• STATED TASK: Copy each entry as it stands, leaving nothing out.

BEGIN RECORDS FOR THE TASK

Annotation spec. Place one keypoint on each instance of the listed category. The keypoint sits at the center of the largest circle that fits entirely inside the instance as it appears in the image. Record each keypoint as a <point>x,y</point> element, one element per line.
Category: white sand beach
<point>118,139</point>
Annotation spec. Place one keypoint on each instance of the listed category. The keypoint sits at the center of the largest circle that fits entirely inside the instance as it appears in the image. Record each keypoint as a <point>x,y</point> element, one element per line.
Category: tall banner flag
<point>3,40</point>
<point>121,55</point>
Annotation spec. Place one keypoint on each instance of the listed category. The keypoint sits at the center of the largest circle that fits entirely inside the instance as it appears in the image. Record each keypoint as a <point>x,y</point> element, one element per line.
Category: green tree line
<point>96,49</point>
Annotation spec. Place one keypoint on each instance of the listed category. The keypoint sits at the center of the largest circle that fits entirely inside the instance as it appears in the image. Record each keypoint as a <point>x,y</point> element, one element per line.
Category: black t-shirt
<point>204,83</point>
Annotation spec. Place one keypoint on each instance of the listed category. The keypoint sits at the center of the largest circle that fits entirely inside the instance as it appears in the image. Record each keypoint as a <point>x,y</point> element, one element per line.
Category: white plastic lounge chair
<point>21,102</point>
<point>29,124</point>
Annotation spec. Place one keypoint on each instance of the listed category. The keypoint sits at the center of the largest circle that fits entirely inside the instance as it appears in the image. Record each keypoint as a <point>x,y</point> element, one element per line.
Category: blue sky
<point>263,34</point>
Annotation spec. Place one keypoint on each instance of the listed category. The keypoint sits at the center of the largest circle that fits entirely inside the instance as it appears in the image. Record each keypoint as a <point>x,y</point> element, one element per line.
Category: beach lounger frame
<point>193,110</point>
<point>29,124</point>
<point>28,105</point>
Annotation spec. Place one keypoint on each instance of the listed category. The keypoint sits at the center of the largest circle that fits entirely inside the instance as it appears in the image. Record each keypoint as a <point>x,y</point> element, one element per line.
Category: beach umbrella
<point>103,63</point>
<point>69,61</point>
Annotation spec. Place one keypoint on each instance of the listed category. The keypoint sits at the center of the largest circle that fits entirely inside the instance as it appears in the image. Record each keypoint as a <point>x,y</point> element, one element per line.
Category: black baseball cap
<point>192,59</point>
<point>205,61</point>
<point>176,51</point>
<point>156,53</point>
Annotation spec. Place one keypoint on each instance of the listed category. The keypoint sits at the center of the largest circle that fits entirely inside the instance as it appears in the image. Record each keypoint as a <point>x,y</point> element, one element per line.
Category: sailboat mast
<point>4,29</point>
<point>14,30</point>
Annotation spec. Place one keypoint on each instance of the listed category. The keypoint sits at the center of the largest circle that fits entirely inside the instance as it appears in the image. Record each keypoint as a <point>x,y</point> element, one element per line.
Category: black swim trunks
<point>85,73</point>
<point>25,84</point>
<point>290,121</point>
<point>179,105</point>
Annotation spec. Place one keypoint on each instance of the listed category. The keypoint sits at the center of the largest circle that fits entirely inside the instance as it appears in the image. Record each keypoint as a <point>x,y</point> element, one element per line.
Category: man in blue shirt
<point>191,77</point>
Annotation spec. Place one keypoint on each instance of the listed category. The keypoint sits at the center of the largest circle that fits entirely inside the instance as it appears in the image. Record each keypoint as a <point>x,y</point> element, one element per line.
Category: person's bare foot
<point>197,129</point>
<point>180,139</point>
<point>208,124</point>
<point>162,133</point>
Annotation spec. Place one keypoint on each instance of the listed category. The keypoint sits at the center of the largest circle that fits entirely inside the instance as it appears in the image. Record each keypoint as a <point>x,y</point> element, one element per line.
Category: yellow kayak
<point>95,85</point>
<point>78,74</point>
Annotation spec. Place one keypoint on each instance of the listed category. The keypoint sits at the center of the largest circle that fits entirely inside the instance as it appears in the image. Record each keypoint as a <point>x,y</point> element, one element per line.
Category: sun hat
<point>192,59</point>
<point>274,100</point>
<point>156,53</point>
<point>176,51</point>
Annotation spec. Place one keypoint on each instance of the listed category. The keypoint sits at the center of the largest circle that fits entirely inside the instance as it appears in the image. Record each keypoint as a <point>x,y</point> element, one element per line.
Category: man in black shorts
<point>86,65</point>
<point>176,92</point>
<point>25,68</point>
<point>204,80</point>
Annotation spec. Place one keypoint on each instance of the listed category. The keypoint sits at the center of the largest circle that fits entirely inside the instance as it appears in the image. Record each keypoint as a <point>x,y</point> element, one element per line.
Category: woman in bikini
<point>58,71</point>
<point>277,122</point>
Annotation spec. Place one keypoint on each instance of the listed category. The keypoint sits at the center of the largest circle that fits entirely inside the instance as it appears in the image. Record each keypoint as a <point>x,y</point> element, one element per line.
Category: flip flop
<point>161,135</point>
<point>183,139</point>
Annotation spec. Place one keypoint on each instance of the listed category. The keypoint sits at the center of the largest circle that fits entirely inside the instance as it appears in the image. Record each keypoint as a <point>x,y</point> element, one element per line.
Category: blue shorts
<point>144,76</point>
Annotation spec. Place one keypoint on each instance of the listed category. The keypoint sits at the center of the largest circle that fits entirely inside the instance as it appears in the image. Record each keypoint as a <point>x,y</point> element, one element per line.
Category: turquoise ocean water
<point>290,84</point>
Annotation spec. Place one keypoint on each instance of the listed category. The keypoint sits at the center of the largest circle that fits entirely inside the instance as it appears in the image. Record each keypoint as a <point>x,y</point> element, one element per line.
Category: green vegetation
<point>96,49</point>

END RECORDS FOR THE TASK

• COMPLETE RESPONSE:
Annotation spec. Place one keypoint on each instance of the listed category. The keypoint sits at the center of the largest circle that fits entirely inside the instance as it appears in the image. Record each keypoint as a <point>x,y</point> element, one element per line.
Category: white sand beach
<point>118,139</point>
Annotation spec. Place one keypoint on each instance of the listed category. The keypoint sits at the center of the largest circle that fits entirely inside the instance as it appears in the image. Record each keypoint as a <point>x,y</point> element, one element per line.
Category: tall banner flag
<point>3,40</point>
<point>121,55</point>
Annotation spec. Place one keypoint on each instance of the listed category. The keypoint sits at the center of the largest circle that fits entirely inside the instance as it appears in the image. Record each keypoint as a <point>x,y</point> element, one element per line.
Category: green tree line
<point>96,49</point>
Annotation spec. Place one keypoint on each instance of the listed category. The keypoint sits at the center of the largest circle that fits entirely inside the instance as it appears in the image. Record each keypoint as a <point>x,y</point> element, one element per line.
Category: black t-shirt
<point>204,83</point>
Annotation spec. Place one keypoint on each instance of the listed category. The keypoint sits at the center of the largest circle that fits entirely inside the instance as it appears in the image. Record each keypoint as a <point>x,y</point> element, one element per line.
Category: white plastic lounge chair
<point>21,102</point>
<point>29,124</point>
Annotation spec. Place one keypoint on each instance of the listed category. The keypoint sits at the center of the largest circle that fits entirely inside the instance as it appears in the image. Record each keypoint as a <point>x,y</point> element, one element per line.
Category: blue sky
<point>263,34</point>
Annotation spec. Place one keypoint on each instance of the listed category. The keypoint sits at the center of the largest circle that fits entirely inside the instance as it appears in the image. Record each keypoint as a <point>x,y</point> element, one element per line.
Category: beach lounger frame
<point>193,110</point>
<point>29,124</point>
<point>28,105</point>
Annotation spec. Place one keypoint on each instance of the listed category. The keypoint sits at the center of the largest circle that fits entirely inside the instance as it appears in the image. Record each keypoint as a <point>x,y</point> element, one element per line.
Category: beach umbrella
<point>103,63</point>
<point>69,61</point>
Annotation spec. Place one keypoint on each instance of the listed category. The keypoint sits at the center of the largest circle that fits entirely inside the instance as it appears in the image. Record each keypoint as a <point>x,y</point> element, one element per line.
Category: black baseball cap
<point>192,59</point>
<point>205,61</point>
<point>176,51</point>
<point>156,53</point>
Annotation spec. Place one keypoint on each instance of the listed category. The keypoint sits at the center of the largest circle that fits entirely inside the instance as it appears in the image. Record each keypoint as a <point>x,y</point> element, one element per line.
Category: sailboat mast
<point>4,29</point>
<point>14,30</point>
Annotation spec. Place one keypoint on each instance of the listed category. The keypoint sits at the center of the largest circle that fits entirely inside the instance as it appears in the image. Record each keypoint as a <point>x,y</point> element, one element per line.
Category: black swim trunks
<point>85,73</point>
<point>25,84</point>
<point>290,121</point>
<point>179,105</point>
Annotation spec. Place one keypoint on each instance of the listed category. The keypoint sits at the center of the largest circle that fits entirely inside the instance as it appears in the image. Record each keypoint as a <point>x,y</point> element, one element per line.
Category: man in blue shirt
<point>191,77</point>
Annotation spec. Place one keypoint on each instance of the listed category. The keypoint sits at the center of the largest circle that fits entirely inside the instance as it appears in the image. Record each keypoint as a <point>x,y</point> element, one element per line.
Category: person's bare foot
<point>197,129</point>
<point>180,139</point>
<point>208,124</point>
<point>162,133</point>
Annotation spec. Place one keypoint on each instance of the listed category. The keypoint sits at the center of the largest circle that fits entirely inside the instance as it appears in the image. Record each keypoint as a <point>x,y</point> element, one element per line.
Category: yellow kayak
<point>95,85</point>
<point>78,74</point>
Annotation spec. Place one keypoint on each instance of the listed category. The keypoint sits at the center of the largest circle that fits entirely inside the instance as it appears in the image. Record each keypoint as a <point>x,y</point> element, one element per line.
Category: sun hat
<point>192,59</point>
<point>274,100</point>
<point>156,53</point>
<point>176,51</point>
Annotation spec. Place one keypoint on each instance of the listed category. The keypoint sits at the center of the largest circle that fits entirely inside the instance as it appears in the image. Record each keypoint as a <point>x,y</point> element, one element per line.
Category: man in black shorts
<point>86,65</point>
<point>176,92</point>
<point>25,68</point>
<point>204,80</point>
Annotation spec. Place one keypoint on each instance of the listed category. The keypoint sits at the center of the largest circle that fits entirely inside the instance as it appears in the image. Record each keypoint as a <point>x,y</point> element, one element per line.
Category: woman in bikini
<point>58,71</point>
<point>277,122</point>
Annotation spec. Place one keypoint on each instance of the listed category. The keypoint sits at the center of the largest circle that fits entirely inside the instance as it appears in the image. Record each keypoint as a <point>x,y</point> element, one element per line.
Category: flip flop
<point>161,135</point>
<point>183,139</point>
Annotation spec. Place one keypoint on each instance of the listed category. The keypoint sits at the center of the largest circle that fits entirely inside the instance as it appears in the image. Record each keypoint as a <point>x,y</point> element, one element per line.
Category: blue shorts
<point>144,76</point>
Annotation spec. Place one keypoint on each instance of the listed category. The keypoint sits at the center of the largest circle that fits entirely inside the instance as it appears in the image. Record each keypoint as a <point>x,y</point> element, one element per line.
Category: turquoise ocean water
<point>290,84</point>
Annotation spec. Place one keypoint on each instance of the listed category. The keypoint sits at the center of the largest circle that fits entirely inside the instance as it appears in the image. Record each keypoint as a <point>x,y</point> element, one element per line.
Category: green vegetation
<point>96,49</point>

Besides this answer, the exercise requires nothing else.